Monday, 6 February 2012

WIthout hope or agenda...

For a couple of weeks I've been looking forward to going away with Soames with the intention of new routing somewhere. It has been quite a while since we've made it back to "our" cliff on the Lleyn and there is a route there that is eating away at me... slowly. We never actually made it to the Lleyn, but we did get to see the sea, and spend a day walking the coast and climbing  on the cliff there. We went to Rhoscolyn.

I arrived at Soames house at some god unearthly hour on Saturday morning to find the kettle on ready for tea. Soames then produced a pen and paper and his tiny laptop on which he had a topo of Porth Y Garan (which can be found here). Armed with our tiny sketch map of new routing possibilities and a sense of adventure we packed up and left. 

I didn't realise how much just going climbing meant to me. I don't mean going out for a day's bouldering with routes or problems in mind. Or going out to massage you're ego (or help someone else massage thiers). Going climbing, without any worry about grade or line, especially next to the sea (and to quote johnny readhead) nourishes the soul.  

The little cliff we were climbing at is situated in front of a quaint little bay. The bay itself is sheltered on most sides from the wind and would have made an amazing place to spend the night. It's somewhere I hope I'll remember to head back to in the summer. There is just so much climbing there and a lot of it is unrecorded or untopoed (new word I guess) at least. I could imagine long summer evenings soloing across beautiful rock while the sun sets over the Irish sea. The rock isn't perfect but it is compact and has great friction. At the same time it is a little loose and crumbly in places. It seems to be quite a soft rock to climb on and I managed to crumble a few gear placements when I was tugging my gear to set it. Whatever, it's a lovely place to climb.


We went armed with a small topo of the right hand crag, as this was where most of the new routing opportunities lay. However we didn't actually climb on it because, well it looked a bit small and broken. There was a couple of amazing looking lines there and something I'd really like to go back and try (obviously I'm not going to say on here just in case the three or four people ho actually read this run and steal my line). We climbed on the left hand cliff, the one which I'd not actually taken a topo for, leaving us with our imagination about what to climb up. Firstly Soames took an easy jug pulling line, before I was allowed to be unleashed on what was to become Without Hope or Agenda (VS 4b/c). This took a line up past 2 clear pockets in the face, then taking a small overlap before running it out to the top. It was a nice little route and I didn't know it was a FA when I was on it, hence the name.


Soames then took a bit of a girdle traverse on the basis that I'd brought 60m ropes and we were going to use them! This took a great through some suspect rock which you could feel crumbling under your feet as they settled. This line went at about VS 4a/b and Soames named it Kleptomaniac. The last line was actually on the topo, but it was one that has stuck me as soon as we got down to the cliff. It was a curving line just off centre of the face. I was pretty easy and the gear was very interesting. I also pulled an old wire out of the face which was quite nice too.

The data
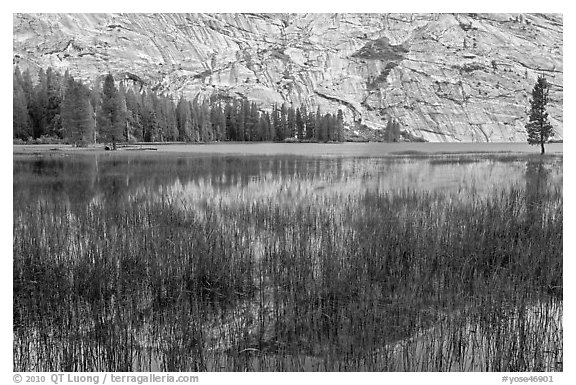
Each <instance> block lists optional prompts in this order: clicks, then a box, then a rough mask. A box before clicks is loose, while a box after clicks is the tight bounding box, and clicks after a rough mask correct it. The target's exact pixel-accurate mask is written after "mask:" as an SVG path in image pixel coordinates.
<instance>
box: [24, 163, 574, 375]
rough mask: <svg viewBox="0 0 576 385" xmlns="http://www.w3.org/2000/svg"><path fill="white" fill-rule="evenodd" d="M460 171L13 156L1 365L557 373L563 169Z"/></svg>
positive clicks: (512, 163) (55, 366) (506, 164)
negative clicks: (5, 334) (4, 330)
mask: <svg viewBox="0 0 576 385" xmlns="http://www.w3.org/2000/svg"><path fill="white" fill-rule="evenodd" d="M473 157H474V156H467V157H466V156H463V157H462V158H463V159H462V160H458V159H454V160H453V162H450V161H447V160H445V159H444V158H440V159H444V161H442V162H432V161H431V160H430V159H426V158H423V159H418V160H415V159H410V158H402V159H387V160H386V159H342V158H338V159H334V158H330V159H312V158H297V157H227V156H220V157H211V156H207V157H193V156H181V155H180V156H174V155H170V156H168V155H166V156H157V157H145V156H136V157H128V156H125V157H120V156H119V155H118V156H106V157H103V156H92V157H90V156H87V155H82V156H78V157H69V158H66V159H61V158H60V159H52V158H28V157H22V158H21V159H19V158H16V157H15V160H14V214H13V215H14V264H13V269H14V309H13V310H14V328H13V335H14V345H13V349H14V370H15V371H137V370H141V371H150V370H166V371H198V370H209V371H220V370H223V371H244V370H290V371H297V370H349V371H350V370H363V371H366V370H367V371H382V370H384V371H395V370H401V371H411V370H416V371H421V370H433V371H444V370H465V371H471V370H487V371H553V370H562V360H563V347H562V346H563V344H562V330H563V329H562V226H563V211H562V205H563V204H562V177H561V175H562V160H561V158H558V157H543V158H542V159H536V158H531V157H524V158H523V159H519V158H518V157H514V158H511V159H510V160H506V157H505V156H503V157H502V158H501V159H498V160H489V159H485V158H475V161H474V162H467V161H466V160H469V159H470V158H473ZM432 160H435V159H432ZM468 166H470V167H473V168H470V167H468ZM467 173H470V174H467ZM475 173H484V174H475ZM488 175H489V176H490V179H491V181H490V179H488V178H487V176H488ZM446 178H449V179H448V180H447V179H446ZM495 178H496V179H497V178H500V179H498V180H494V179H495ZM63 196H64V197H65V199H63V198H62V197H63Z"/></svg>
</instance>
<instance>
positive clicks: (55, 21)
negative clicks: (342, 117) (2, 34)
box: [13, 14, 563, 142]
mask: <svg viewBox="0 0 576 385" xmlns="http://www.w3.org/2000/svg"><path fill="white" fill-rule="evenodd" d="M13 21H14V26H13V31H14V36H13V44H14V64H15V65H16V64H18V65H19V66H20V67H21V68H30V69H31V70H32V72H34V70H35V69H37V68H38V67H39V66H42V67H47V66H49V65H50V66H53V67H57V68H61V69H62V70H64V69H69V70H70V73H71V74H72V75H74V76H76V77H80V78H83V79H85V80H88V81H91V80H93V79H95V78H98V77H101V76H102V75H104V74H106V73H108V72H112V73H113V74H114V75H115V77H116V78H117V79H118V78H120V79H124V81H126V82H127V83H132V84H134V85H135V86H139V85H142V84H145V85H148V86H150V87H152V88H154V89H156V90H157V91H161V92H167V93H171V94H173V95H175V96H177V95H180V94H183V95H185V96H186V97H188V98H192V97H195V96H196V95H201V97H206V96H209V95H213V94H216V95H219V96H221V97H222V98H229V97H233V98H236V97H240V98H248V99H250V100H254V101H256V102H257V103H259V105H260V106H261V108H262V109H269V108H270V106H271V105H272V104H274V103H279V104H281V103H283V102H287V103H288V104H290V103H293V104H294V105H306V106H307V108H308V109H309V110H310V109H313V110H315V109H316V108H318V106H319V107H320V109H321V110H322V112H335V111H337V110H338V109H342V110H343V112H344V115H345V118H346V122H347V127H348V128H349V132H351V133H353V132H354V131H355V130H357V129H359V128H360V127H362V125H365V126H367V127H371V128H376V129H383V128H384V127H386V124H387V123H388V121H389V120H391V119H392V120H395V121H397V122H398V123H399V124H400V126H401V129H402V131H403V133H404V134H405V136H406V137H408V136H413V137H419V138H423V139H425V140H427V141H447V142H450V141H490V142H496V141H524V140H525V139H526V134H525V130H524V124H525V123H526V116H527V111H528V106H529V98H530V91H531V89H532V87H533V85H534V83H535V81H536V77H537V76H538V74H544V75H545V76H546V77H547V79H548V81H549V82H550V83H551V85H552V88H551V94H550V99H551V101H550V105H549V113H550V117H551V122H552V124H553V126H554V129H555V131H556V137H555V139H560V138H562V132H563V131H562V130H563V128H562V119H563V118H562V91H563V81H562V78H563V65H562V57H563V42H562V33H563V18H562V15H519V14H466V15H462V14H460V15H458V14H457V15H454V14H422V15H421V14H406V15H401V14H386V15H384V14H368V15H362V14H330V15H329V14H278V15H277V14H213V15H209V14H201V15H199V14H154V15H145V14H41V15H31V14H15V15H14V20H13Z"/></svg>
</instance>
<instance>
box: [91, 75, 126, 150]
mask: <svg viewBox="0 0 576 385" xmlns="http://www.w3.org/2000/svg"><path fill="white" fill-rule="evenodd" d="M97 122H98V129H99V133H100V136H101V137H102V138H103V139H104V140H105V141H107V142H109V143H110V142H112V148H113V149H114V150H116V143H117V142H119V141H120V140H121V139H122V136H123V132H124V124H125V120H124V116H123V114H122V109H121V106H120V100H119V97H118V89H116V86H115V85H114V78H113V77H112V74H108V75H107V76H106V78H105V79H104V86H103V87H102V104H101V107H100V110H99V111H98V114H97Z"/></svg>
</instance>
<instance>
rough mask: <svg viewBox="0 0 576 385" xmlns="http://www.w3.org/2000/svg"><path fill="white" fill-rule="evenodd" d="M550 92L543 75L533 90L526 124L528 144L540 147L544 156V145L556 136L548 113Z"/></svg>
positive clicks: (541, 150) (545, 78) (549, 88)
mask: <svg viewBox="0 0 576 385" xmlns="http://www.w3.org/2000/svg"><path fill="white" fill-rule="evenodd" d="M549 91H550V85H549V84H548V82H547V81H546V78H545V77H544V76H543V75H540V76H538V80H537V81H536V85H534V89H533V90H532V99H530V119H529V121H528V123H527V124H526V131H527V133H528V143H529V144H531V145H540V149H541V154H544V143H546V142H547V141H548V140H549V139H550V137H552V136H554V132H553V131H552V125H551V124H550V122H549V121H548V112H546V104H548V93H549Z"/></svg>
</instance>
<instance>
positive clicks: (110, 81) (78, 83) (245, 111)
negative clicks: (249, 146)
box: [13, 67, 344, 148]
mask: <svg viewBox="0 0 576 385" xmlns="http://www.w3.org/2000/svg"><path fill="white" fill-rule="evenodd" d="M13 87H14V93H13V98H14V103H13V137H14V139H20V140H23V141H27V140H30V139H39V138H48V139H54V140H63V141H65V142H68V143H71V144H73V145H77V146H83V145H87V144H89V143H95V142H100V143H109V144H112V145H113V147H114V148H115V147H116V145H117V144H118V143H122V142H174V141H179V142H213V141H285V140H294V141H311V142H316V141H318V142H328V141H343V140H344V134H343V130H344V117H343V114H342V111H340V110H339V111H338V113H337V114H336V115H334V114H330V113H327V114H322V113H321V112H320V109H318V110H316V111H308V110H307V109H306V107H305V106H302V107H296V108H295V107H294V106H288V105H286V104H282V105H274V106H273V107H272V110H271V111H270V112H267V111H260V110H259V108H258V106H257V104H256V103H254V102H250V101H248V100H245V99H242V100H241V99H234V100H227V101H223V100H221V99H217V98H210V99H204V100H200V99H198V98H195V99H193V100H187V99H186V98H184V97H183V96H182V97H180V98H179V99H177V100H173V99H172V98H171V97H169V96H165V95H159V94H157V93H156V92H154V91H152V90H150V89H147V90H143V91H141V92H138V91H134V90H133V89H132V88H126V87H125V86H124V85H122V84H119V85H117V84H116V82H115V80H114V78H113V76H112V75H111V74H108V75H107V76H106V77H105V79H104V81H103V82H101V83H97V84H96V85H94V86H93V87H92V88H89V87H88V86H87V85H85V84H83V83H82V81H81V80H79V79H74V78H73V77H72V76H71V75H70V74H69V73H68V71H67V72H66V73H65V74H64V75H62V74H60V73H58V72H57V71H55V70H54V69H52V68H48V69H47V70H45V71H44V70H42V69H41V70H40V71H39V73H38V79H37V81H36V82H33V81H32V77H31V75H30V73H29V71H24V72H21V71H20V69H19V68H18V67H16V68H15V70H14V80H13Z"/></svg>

Activity
In the climbing blog post, what grade does the route Without Hope or Agenda get?

Exercise output
VS 4b/c